__ТЕКСТ ДЛЯ ЧТЕНИЯ__.
####################
В безударном положении это просто звук, близкий к "и". Так что, по моему мнению, в транскрипции, приведенной в первом посте, все верно. 
[ˈstɑlkʲɪr] - that's correct.

P.S. Конечно, это зависит еще от диалектной предрасположенности диктора. 

У Московской и у Питерской фонетическиx школ по этому поводу существуют довольно значительные разногласия, насколько я помню из курсов фонетики и диалектологии. 


А Россия - это огромная страна с огромным количеством диалектов, которые можно определить по речи говорящих. Как в "Пигмалионе". 
Не говоря уже о людях, которые живут за пределами России, но считают русский своим родным языком. Это тема для целой диссертации. 
Для ста диссертаций, пожалуй.


----------



## Lars von Trier

covar said:


> Рашид Сафиуллин, NiNulla and I, we pronounce the word "сталкер" correctly.


Тогда мы все произносим «сталкер» так же. Тем не менее, ваша запись, честно говоря, звучала как произношение без буквы Л - как «стокер» или что-то. Я лично встречался с обеими версиями среди русскоязычных, и «stalker» видь произносится «стокер» на английском, так что у меня были все основания для неуверенности.
####################
__ПРЕДОСТАВЛЕННЫЕ МАТЕРИАЛЫ__.

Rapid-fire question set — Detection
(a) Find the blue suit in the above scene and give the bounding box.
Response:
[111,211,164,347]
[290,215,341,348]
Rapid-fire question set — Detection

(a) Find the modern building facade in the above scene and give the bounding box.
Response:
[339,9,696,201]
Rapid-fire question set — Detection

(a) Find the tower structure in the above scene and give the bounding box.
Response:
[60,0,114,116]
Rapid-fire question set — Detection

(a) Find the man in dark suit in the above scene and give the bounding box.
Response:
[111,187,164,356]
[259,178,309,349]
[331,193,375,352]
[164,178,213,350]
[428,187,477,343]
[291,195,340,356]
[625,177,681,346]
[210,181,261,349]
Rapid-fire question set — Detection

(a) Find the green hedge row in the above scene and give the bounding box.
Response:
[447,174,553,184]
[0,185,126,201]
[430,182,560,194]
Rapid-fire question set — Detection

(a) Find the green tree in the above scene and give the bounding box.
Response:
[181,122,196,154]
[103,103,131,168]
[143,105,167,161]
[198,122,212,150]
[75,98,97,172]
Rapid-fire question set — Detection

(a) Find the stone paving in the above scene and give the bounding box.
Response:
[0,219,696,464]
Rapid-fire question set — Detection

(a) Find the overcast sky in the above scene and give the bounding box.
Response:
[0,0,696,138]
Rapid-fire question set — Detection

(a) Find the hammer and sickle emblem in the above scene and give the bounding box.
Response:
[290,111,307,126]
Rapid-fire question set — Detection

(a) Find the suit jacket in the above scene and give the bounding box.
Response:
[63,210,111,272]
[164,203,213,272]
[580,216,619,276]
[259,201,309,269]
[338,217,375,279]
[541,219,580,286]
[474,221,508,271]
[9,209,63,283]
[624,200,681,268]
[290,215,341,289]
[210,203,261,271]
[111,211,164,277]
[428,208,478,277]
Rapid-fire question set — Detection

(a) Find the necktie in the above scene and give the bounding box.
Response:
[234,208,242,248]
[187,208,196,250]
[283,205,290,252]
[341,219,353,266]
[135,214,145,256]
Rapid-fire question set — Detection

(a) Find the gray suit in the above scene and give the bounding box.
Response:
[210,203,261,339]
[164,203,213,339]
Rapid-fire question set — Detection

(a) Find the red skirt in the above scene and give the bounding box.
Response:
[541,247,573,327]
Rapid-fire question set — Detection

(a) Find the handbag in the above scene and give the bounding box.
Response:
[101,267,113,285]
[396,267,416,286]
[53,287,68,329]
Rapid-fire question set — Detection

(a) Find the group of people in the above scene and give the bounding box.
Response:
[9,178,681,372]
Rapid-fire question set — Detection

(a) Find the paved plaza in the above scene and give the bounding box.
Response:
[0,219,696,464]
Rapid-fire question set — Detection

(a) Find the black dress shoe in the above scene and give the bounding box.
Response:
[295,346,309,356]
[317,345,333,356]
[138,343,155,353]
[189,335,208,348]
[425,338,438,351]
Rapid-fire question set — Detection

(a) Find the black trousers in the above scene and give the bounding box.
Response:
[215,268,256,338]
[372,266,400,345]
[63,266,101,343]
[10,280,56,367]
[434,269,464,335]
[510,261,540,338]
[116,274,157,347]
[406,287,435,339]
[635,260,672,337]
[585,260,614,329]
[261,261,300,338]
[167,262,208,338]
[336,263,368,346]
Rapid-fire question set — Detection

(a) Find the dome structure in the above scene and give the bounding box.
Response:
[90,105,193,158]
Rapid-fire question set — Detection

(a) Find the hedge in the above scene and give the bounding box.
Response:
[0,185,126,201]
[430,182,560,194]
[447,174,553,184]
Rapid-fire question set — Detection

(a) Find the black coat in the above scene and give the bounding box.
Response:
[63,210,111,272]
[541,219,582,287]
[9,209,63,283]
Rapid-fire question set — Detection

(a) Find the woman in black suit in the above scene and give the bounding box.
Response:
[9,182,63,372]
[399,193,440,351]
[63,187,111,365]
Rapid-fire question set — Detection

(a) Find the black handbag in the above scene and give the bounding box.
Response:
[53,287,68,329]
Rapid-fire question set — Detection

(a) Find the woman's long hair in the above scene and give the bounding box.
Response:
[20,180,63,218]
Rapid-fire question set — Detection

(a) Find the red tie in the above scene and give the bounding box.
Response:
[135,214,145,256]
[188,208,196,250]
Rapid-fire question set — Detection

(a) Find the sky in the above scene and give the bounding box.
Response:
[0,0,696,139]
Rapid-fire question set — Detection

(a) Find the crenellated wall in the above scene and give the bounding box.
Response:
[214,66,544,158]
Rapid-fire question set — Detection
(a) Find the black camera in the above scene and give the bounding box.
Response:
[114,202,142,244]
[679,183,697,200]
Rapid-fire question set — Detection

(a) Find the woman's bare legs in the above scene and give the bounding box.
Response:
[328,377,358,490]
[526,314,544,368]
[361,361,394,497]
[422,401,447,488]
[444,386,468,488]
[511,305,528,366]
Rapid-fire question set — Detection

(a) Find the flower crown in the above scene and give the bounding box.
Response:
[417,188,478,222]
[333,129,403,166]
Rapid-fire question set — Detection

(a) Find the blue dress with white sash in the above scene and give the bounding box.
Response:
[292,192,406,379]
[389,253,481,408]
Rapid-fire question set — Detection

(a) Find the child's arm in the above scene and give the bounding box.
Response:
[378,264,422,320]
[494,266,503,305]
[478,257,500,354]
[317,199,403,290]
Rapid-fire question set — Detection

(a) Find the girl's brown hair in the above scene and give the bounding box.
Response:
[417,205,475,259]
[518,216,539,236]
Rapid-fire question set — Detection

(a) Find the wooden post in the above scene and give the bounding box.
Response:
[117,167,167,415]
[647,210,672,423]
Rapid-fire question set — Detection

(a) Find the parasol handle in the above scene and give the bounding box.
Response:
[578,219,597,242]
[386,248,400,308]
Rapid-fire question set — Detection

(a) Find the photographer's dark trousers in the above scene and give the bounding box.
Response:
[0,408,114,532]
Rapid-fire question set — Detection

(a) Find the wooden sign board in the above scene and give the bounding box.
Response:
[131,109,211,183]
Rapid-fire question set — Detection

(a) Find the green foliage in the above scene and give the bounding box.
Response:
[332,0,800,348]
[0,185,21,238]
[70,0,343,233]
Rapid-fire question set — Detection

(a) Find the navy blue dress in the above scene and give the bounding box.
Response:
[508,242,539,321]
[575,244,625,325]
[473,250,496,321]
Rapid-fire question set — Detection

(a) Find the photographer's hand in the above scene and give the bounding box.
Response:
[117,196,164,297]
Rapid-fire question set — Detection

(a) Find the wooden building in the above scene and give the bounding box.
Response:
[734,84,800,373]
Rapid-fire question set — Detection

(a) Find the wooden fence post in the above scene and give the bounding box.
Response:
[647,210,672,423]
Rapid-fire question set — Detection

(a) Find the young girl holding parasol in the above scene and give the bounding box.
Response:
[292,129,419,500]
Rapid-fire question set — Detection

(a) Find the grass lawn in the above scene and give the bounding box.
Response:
####################
__ЗАДАНИЕ__.
Пожалуйста, перепишите дословно фрагмент текста о произношении слова «сталкер»: всё от слов «Не говоря уже» и до слов «ста диссертаций, пожалуй.» включительно. Материалы здесь не понадобятся.

__ОТВЕТ__.
Не говоря уже о людях, которые живут за пределами России, но считают русский своим родным языком. Это тема для целой диссертации. 
Для ста диссертаций, пожалуй.